- [Короткая задача 1]: В каком году в Саров приезжала последняя императорская чета, согласно фрагменту о Сарове?
- [Короткая задача 2]: Пожалуйста, напишите продолжение фрагмента о Сарове, начиная сразу после его последнего предложения.

::: Фрагмент :::

Рос и город.
В ПЕРВЫЕ годы существования «Объекта» на месте лесного поселка Сарова возникла одна большая стройка — размещаться КБ-11 на первых порах, кроме зданий бывшей Саровской пустыни, было негде, а их катастрофически не хватало.
Правда, в 1903 году во время торжеств по канонизации преподобного Серафима Саровского сюда приезжала последняя императорская чета, и от тех времен остались не только новые храмы, монастырские постройки и административные здания пустыни, но и изящный царский дворец. Однако дополнительно требовались «площади» под производственные нужды, не говоря уже о жилье для новых жителей поселка.
После гражданской войны в бывшем монастыре организовали детскую колонию, на ее базе возник завод спортивного инвентаря, а перед войной он, как уже говорилось в своем месте, был преобразован в завод № 550 Наркомтяжпрома и позднее передан в Наркомат боеприпасов. Во время войны здесь изготавливались вначале корпуса 152-миллиметровых артиллерийских снарядов для тяжелой артиллерии, а потом — комплекты деталей для снарядов знаменитой «Катюши».

::: Извлечённый материал :::

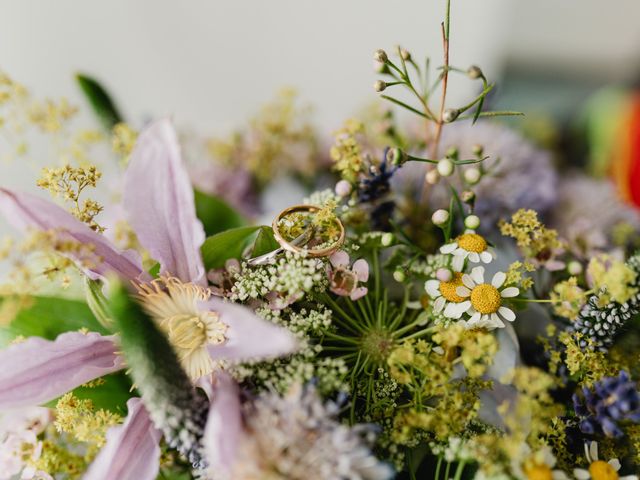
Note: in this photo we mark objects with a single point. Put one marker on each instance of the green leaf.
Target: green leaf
(265, 242)
(100, 101)
(215, 214)
(220, 247)
(48, 317)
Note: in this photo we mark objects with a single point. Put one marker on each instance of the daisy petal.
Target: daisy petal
(507, 314)
(509, 292)
(158, 197)
(477, 274)
(248, 336)
(132, 449)
(498, 279)
(432, 287)
(42, 370)
(448, 248)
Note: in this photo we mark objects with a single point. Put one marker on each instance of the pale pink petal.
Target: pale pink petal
(38, 370)
(132, 450)
(248, 336)
(25, 211)
(358, 293)
(509, 292)
(339, 259)
(224, 428)
(158, 197)
(361, 269)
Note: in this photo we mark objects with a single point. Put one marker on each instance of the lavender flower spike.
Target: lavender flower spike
(159, 199)
(132, 449)
(25, 211)
(37, 370)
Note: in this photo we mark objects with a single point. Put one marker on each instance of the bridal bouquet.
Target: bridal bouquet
(444, 304)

:::

- [Результат задания 1]: В 1903 году, во время торжеств по канонизации преподобного Серафима Саровского.

- [Результат задания 2]:
Выбрали это место под ядерный Объект Харитон и Зернов, причем Харитон вспоминал:
«Павел Михайлович совершенно поразил меня… пониманием организационных вопросов… Вот стоим мы с Павлом Михайловичем, он оглядывается и говорит: «Так, вон там мы построим поселок для инженерно-технических работников, вон там — расширим завод, там пристроим, там переделаем.» Для него сразу стало ясно, как все должно быть распланировано и сделано.»
Теперь эти планы материализовались, в том числе — в их «социальной», так сказать, части. А красивый бывший монастырский комплекс, расположившийся на плоской возвышенности, создавал своеобразие облика возникающего городка, одно время не имевшего даже единственного названия: «Приволжская контора Главстроя СССР», «Объект 550», «База №…» и т. п.
В 1954 году по закрытому постановлению Совета Министров РСФСР город получил, правда, закрытое имя «Кремлев», но в открытом обиходе потом фигурировало название «Арзмас-75». Настоящий город Арзамас находится примерно в 75 километрах от поселка Сарова, отсюда — «75». А условное наименование города-«Объекта» означало, что он расположен на территории Арзамасской области, существовавшей до 1954 года.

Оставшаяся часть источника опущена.